## CONSIGNE 1
D'après le rappel des faits, quelle convention collective régit la relation de travail ?

## DOCUMENT SOURCE
RAPPEL DES FAITS, PROCEDURE ET PRETENTION DES PARTIES

Madame [C] [P] a été engagée par la société Do You Dream Up, pour une durée indéterminée à compter du 12 février 2018, en qualité de directeur de projet, avec le statut de cadre.

La relation de travail est régie par la convention collective «’Syntec’».

Par lettre du 21 juin 2019, Madame [C] était convoquée pour le 4 juillet à un entretien préalable à un licenciement était mise à pied à titre conservatoire. Son licenciement lui a été notifié le 10 juillet suivant pour faute grave, caractérisée par une attitude agressive et des propos diffamatoires à l’égard de ses responsables hiérarchiques et de ses collaborateurs, une attitude inadaptée vis-à-vis des clients, des faits de harcèlement moral à l’encontre du co-fondateur de la société et une grande déloyauté vis-à-vis de cette dernière.

Le 31 juillet 2019, Madame [C] a saisi le conseil de prud’hommes de Paris et formé des demandes afférentes à un licenciement nul pour manquement à la protection due à son état de grossesse et pour harcèlement moral, subsidiairement à un licenciement sans cause réelle et sérieuse, ainsi que des demandes relatives à l’exécution de son contrat de travail.

Par jugement du 25 octobre 2021, le conseil de prud’hommes de Paris a débouté Madame [C] de ses demandes et l’a condamnée aux dépens.

Madame [C] a régulièrement interjeté appel de ce jugement par déclaration du 6 décembre 2021, en visant expressément les dispositions critiquées.

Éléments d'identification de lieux
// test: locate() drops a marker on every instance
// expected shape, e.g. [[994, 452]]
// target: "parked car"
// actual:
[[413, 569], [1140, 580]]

## CONSIGNE 2
Donnez toutes les lignes des enregistrements sous forme de liste JSON de chaînes, à raison d'une chaîne par ligne et en omettant les lignes vides.

## RÉPONSE EXACTE 1
La convention collective Syntec.

## RÉPONSE EXACTE 2
[
  "// test: locate() drops a marker on every instance",
  "// expected shape, e.g. [[994, 452]]",
  "// target: \"parked car\"",
  "// actual:",
  "[[413, 569], [1140, 580]]"
]